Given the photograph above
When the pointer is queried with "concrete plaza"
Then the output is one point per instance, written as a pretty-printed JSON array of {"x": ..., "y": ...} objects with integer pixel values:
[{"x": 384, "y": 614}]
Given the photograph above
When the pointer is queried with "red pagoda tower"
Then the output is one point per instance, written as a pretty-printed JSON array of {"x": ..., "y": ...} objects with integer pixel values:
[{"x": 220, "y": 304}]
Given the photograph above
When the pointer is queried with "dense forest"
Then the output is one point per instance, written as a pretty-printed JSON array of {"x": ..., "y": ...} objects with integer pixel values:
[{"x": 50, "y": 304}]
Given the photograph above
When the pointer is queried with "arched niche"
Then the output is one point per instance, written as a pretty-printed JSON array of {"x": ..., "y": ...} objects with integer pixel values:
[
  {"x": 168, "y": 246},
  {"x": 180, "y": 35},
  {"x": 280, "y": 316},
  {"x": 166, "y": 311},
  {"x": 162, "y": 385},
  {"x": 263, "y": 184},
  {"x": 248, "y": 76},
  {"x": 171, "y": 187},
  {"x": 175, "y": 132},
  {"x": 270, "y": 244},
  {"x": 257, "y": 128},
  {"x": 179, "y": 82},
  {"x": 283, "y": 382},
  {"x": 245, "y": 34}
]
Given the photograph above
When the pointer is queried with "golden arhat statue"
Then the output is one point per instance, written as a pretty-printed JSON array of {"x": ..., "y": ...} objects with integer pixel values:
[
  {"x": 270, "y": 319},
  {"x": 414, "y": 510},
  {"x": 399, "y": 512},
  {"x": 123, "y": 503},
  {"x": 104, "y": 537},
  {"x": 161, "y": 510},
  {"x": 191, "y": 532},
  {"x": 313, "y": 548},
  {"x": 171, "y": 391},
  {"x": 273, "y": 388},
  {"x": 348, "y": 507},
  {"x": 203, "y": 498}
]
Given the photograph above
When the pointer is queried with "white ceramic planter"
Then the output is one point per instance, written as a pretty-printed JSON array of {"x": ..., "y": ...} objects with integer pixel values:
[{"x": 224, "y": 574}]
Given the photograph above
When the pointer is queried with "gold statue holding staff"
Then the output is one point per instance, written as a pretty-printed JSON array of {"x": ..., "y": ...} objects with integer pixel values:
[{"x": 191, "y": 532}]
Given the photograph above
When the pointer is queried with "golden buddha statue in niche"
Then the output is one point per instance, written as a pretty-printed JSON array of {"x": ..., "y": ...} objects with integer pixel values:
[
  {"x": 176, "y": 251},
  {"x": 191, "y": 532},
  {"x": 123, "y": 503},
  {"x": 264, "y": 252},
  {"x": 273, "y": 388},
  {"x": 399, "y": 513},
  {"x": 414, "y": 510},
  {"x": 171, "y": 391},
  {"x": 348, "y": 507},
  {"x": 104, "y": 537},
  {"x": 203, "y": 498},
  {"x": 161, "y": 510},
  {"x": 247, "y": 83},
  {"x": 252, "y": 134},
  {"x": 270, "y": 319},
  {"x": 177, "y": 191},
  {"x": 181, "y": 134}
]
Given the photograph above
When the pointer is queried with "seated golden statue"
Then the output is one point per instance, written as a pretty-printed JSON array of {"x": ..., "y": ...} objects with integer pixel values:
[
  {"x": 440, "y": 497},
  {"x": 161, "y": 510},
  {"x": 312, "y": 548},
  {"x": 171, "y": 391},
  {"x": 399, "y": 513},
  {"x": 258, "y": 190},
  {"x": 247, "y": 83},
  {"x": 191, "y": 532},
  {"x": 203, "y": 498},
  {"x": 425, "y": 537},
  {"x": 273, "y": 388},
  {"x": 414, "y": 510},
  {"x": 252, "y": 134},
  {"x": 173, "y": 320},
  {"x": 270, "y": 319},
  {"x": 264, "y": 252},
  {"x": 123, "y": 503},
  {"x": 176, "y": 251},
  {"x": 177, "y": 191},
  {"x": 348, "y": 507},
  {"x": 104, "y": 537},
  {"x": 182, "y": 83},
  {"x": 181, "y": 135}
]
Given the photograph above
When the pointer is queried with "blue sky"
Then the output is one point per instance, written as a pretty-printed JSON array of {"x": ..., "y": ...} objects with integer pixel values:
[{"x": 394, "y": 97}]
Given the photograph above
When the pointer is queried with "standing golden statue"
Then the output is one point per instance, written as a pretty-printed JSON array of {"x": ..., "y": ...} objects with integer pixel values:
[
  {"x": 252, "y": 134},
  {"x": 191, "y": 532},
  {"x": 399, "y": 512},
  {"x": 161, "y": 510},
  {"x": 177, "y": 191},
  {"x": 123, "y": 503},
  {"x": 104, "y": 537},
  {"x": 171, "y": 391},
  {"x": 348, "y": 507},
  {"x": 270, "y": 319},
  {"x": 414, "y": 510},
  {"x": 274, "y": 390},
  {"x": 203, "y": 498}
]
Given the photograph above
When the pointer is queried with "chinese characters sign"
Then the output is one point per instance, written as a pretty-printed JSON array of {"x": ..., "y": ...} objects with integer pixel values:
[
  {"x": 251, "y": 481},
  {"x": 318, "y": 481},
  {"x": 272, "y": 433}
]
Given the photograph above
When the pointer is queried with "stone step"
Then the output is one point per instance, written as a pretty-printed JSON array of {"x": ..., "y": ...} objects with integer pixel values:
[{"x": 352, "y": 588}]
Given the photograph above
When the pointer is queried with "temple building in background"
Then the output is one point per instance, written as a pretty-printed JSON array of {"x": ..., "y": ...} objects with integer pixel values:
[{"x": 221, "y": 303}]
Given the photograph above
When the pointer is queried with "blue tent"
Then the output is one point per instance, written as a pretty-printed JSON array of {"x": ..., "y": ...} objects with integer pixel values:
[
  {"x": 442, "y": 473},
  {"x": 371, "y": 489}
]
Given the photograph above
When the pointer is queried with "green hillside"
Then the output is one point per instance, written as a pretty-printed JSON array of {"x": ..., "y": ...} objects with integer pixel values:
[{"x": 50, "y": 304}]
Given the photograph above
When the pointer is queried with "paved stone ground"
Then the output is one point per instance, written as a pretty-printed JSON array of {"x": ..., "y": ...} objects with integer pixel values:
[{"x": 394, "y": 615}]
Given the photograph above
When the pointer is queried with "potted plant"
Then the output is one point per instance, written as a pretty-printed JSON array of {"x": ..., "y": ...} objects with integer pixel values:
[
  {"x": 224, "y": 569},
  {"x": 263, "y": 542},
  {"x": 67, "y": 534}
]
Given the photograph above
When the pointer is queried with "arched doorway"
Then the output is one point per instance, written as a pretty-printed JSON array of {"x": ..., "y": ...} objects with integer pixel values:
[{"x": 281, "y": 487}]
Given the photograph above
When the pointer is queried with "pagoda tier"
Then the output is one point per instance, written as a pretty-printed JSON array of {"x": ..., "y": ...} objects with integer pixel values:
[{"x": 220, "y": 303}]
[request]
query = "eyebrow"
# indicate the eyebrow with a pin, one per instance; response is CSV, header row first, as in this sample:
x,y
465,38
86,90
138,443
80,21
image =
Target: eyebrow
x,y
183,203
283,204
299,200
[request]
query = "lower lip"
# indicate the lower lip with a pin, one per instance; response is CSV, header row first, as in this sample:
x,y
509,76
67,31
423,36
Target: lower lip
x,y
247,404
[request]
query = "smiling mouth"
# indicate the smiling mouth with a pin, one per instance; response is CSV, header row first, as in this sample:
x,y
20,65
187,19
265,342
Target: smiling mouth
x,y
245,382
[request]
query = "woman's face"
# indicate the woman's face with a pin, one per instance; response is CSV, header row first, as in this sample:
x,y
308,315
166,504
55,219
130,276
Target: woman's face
────────────────────────────────────────
* **Exercise**
Whenever the string "query" shows up in a line of the entries, copy that line.

* **Answer section**
query = "eyebrow"
query = "lower lip"
query = "smiling mouth"
query = "woman's face"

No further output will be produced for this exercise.